**OBJECTIVE**.
Show every line of the records below that contains the word "stripe".

(Location labeling records)
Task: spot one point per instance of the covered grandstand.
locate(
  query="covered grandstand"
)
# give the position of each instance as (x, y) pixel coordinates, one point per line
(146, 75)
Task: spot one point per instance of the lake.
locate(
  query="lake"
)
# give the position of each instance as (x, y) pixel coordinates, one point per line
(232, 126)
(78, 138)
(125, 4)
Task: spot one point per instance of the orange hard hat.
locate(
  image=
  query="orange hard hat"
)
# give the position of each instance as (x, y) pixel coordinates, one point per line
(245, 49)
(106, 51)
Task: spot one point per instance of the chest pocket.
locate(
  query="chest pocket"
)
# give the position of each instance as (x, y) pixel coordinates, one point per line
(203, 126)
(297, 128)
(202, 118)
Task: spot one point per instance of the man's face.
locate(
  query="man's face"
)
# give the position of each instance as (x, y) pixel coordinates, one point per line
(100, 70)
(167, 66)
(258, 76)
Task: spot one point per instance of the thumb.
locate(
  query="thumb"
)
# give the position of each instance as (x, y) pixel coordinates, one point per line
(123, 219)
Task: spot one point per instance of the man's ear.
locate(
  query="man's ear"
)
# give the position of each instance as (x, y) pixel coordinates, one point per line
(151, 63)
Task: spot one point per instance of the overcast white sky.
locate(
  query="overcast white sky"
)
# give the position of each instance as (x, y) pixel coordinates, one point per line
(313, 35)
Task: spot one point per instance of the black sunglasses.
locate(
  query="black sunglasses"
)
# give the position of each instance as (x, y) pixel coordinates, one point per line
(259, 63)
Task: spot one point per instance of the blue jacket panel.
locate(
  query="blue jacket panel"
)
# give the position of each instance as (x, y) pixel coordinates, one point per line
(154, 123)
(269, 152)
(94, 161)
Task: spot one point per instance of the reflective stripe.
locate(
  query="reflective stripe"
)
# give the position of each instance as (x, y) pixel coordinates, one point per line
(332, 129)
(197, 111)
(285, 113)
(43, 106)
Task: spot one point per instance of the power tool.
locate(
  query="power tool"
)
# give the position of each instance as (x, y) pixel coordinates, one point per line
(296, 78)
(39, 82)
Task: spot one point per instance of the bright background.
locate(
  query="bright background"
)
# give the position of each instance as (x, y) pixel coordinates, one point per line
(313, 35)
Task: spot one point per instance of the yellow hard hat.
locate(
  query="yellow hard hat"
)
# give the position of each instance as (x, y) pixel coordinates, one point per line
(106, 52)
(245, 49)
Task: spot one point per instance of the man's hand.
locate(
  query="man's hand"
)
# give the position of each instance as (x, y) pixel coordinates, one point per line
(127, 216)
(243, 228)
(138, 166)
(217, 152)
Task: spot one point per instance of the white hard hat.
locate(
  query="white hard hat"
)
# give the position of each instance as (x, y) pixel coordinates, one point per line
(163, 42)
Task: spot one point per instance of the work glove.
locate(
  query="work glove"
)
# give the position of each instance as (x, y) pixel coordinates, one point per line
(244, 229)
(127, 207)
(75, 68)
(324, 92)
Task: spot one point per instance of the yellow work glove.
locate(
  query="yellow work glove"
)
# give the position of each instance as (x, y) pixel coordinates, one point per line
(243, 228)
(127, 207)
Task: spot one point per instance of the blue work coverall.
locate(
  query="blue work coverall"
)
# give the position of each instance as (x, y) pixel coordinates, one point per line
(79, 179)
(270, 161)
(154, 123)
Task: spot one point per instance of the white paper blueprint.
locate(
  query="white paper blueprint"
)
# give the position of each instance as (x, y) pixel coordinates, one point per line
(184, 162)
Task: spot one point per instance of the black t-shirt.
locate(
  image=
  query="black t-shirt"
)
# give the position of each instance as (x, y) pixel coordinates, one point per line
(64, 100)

...

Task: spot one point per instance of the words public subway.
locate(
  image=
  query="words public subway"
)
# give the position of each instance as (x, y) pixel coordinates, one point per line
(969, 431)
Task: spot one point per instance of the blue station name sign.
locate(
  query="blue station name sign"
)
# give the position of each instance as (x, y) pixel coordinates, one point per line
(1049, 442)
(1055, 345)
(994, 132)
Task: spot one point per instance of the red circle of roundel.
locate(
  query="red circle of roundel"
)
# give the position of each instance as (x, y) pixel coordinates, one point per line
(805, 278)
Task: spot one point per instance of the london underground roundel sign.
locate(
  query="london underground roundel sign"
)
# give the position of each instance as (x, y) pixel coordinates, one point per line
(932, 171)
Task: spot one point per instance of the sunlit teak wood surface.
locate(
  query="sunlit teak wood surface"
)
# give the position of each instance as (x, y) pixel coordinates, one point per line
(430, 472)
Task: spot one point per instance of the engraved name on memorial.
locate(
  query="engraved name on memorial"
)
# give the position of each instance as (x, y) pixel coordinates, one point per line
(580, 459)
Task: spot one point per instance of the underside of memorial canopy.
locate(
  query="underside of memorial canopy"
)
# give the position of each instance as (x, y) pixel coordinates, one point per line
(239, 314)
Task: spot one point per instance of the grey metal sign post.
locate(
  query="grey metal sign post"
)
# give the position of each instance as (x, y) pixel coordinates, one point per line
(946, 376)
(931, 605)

**EXPECTED ANSWER**.
Task: spot one point per instance of the reflective stripe.
  query="reflective stripe"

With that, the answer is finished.